[Document excerpt]
Sheet 2 is a list of usernames and quantities sold:


Step 2 : Getting into record mode

Open the Macro recording feature. In Excel 2013: Go to View> Macro s> Record Macro.

A screen will pop up asking you to name your macro and where you would like to store it. (I recommend saving it in your Personal Workbook that way you can use the macro on any workbook on your computer without having to open the workbook it’s saved in).


Woohoo! Now we’re in business. Anything you do from this point until you click stop recording will be saved. (Don’t worry though – it’s okay if it’s not perfect all at once! I always end up doing mine in multiple steps and combining them – I’ll show you that too).

Step 3 : Recording the Macro

Remember how much fun we had learning Vlookups last time?! Well they’re back! Here’s the step by step of what I would do to find the top 3 customers:

1. Select cell C1

2. Type: “Quantity Sold” and make it Bold

3. Select cell C2

4. Type the formula: =VLOOKUP(A2,Sheet2!A:B,2,0)

(Mini Vlookup Refresher: A2 is what I’m searching for, Sheet2!A:B is where I want excel to search, column 2 is the data I want excel to return once it finds the value, and 0 means I want an exact match).

5. Double click the right corner of cell C2 to auto-fill the contents through the last row containing data.

6. Click out of that column (otherwise when you apply the filter it will only filter that column and not the others).

7. Select the Filter feature (Home> Sort & Filter> Filter) (and sort the sheet from from highest to lowest) : > Select the little arrow at the top of column C > Sort Largest to Smallest.
[/Document excerpt]
[Supplied information]
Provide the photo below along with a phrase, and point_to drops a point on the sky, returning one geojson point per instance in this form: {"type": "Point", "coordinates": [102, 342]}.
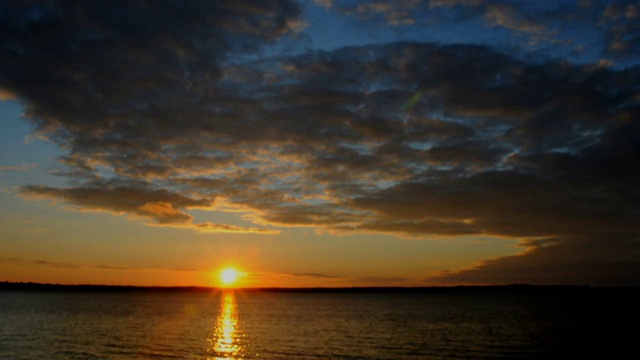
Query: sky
{"type": "Point", "coordinates": [320, 143]}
[/Supplied information]
### [Tasks and exercises]
[1] For each statement about the Excel macro tutorial, answer yes or no according to the text, and quote the exact words that decide it. (a) The text recommends storing the macro in the Personal Workbook. (b) In the VLOOKUP formula, the 0 asks for an approximate match. (c) The header typed into cell C1 is to be made bold.
[2] Rewrite the paragraph of the Excel macro tutorial that begins "A screen will pop up" in fewer words, keeping its main facts.

### [Activity answers]
[1]
(a) Yes: "I recommend saving it in your Personal Workbook"
(b) No: "0 means I want an exact match"
(c) Yes: "Type: “Quantity Sold” and make it Bold"

[2] A window appears that asks for the macro's name and where to store it. Storing it in the Personal Workbook is recommended, because the macro can then run on any workbook on the computer without opening the workbook that holds it.